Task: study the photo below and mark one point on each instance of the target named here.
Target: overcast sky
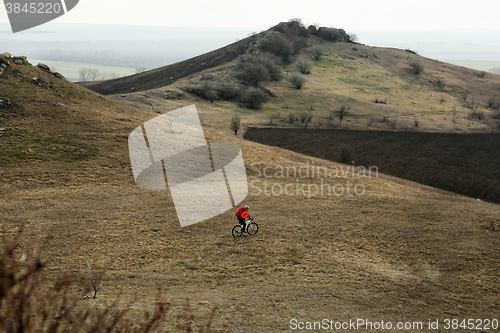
(260, 14)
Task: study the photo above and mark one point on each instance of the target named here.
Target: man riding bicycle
(241, 214)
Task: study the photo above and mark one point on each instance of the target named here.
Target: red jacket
(242, 213)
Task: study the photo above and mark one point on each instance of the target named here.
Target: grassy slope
(362, 74)
(70, 68)
(402, 251)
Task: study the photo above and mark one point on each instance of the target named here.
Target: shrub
(481, 74)
(333, 35)
(280, 46)
(303, 65)
(312, 29)
(411, 51)
(292, 28)
(272, 63)
(258, 70)
(317, 51)
(253, 98)
(343, 109)
(416, 67)
(440, 84)
(352, 38)
(345, 155)
(254, 74)
(297, 79)
(493, 103)
(235, 123)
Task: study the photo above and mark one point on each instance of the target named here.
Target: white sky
(371, 15)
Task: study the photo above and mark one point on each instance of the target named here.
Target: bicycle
(251, 228)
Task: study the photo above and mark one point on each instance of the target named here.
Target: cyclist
(241, 213)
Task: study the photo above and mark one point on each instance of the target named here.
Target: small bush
(333, 34)
(253, 98)
(303, 65)
(440, 84)
(481, 74)
(280, 46)
(411, 51)
(297, 79)
(476, 115)
(235, 123)
(416, 67)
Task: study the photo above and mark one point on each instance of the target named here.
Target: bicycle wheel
(237, 231)
(252, 228)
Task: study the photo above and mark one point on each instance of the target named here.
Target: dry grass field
(375, 247)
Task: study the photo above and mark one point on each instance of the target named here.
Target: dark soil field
(463, 163)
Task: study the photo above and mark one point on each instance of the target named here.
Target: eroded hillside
(335, 244)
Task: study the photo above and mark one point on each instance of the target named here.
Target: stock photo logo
(205, 180)
(26, 14)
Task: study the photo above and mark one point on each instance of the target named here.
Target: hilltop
(383, 88)
(398, 251)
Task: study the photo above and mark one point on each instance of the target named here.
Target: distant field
(460, 163)
(70, 69)
(479, 65)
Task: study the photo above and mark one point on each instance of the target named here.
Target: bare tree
(94, 277)
(235, 123)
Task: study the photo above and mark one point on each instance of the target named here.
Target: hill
(461, 163)
(383, 249)
(379, 86)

------------------------------------------------------------

--- What the task requires ---
Omit the pictures, then retype the remaining material without a single change.

--- Output for this task ---
Task: study the photo below and mark one point on each instance of the target named here.
Target: overcast sky
(260, 14)
Task: study the photo above and mark one point on each instance of the target named here.
Target: man riding bicycle
(241, 214)
Task: study the photo above and mark one point on each instance of the target named here.
Target: red jacket
(242, 213)
Task: study the photo above and mark one point on each instance of the target named here.
Target: grassy slope
(362, 74)
(70, 68)
(402, 251)
Task: study the photo above and mark one point on each instance of the target named here.
Target: shrub
(481, 74)
(333, 35)
(280, 46)
(303, 65)
(312, 29)
(411, 51)
(292, 28)
(272, 63)
(258, 70)
(317, 51)
(253, 98)
(343, 109)
(416, 67)
(440, 84)
(352, 38)
(345, 155)
(254, 74)
(297, 79)
(493, 103)
(235, 123)
Task: study the photo above and mark one point on each instance of the target named here.
Target: white sky
(371, 15)
Task: study the photo above and mark one point on each instance of the target named here.
Target: bicycle
(251, 228)
Task: study the photo above and mark one point on each instance of the target named here.
Target: cyclist
(241, 213)
Task: study the photo above and mark one point on each instance of the target named here.
Target: small bush
(333, 34)
(253, 98)
(303, 65)
(440, 84)
(481, 74)
(280, 46)
(411, 51)
(297, 79)
(476, 115)
(235, 123)
(416, 67)
Task: study the photo above and mark one point on each instance of the target named here.
Target: bicycle wheel
(237, 231)
(252, 228)
Task: study the photo above and mark one point on each instance of the target named here.
Target: dry grass field
(375, 247)
Task: study the photo above and mark one point on each instance of the target named here.
Target: dark soil field
(463, 163)
Task: study the photo above and mark one point on each instance of the target named here.
Target: eroded hillside
(335, 244)
Task: study the photo above and mark one point on each instance of the target named here.
Target: stock photo logo
(205, 180)
(26, 14)
Task: study the photo above and mark one point on each instance of the target named here.
Target: hilltop
(383, 88)
(398, 251)
Task: study the photo above and mark one point on each instance of the target named here.
Target: distant field
(460, 163)
(70, 69)
(479, 65)
Task: study the photo above and mark one point on each instance of the target named here.
Target: bare tree
(94, 277)
(235, 123)
Task: study the photo above and mark one point on each instance of the target named here.
Target: hill
(461, 163)
(383, 249)
(379, 86)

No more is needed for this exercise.